DATA SUPPLIED:
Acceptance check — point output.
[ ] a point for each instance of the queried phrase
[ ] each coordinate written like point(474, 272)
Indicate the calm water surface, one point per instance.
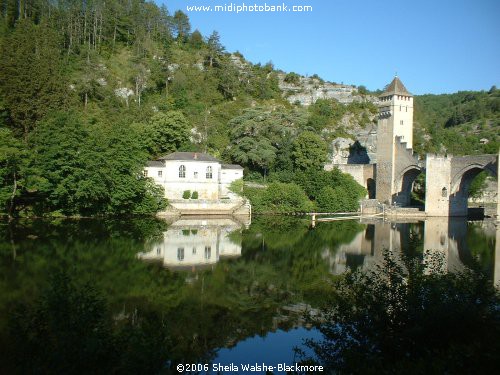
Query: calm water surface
point(209, 290)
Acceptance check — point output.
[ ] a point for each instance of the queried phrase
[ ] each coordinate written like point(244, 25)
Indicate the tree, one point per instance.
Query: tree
point(259, 134)
point(31, 76)
point(13, 162)
point(181, 25)
point(285, 198)
point(168, 131)
point(309, 151)
point(215, 48)
point(196, 39)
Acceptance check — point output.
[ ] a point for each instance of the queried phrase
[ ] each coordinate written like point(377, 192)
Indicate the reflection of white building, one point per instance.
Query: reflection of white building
point(194, 172)
point(195, 243)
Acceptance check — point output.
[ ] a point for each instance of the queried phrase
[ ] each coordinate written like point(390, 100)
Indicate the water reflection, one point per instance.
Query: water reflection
point(196, 243)
point(458, 241)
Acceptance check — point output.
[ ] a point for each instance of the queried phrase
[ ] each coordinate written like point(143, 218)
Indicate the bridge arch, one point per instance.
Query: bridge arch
point(460, 184)
point(404, 183)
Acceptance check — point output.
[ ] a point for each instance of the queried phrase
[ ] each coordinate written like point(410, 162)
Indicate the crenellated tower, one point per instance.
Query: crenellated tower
point(394, 136)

WHAT THIS TASK INVOLVES: Exactly as written, give every entry again, but not the pictures.

EXERCISE OUTPUT:
Acceptance check — point output.
[ ] a point for each instance of the queried phrase
[ ] each coordinate written like point(474, 272)
Indicate the calm water surface, one point per instance.
Query: calm water surface
point(209, 290)
Acceptance check — point output.
[ ] a point for each instance of the queried phrase
[ ] each coordinate written like point(244, 25)
Indicate the tree, one point per instance.
Query: tree
point(259, 134)
point(31, 76)
point(13, 162)
point(181, 25)
point(285, 198)
point(168, 131)
point(309, 151)
point(215, 48)
point(196, 39)
Acceptance check — point output.
[ ] a point for each instance of the queried phrase
[ ] each coordinate written like point(377, 192)
Indicate the reflection of white building, one point per instance.
Query: reflection of white building
point(194, 172)
point(195, 243)
Acceptance check — point output.
[ ] a point for each instance of the queried phrase
[ ] each coordinate written like point(390, 100)
Indicate the water reflection, one point per instance.
Query: water reflection
point(196, 243)
point(458, 241)
Acceptance check — point output.
[ ] a point for each instance of the queried phrase
[ ] each coordinate written like point(143, 218)
Indicate the bridge arch, one point per instance.
Query: bridge arch
point(460, 184)
point(404, 183)
Acceptance check — point output.
[ ] a point for each instance of the queried phrase
[ ] each coordinate written like point(410, 162)
Indicate the crenellated tower, one point per instance.
Query: crenellated tower
point(394, 136)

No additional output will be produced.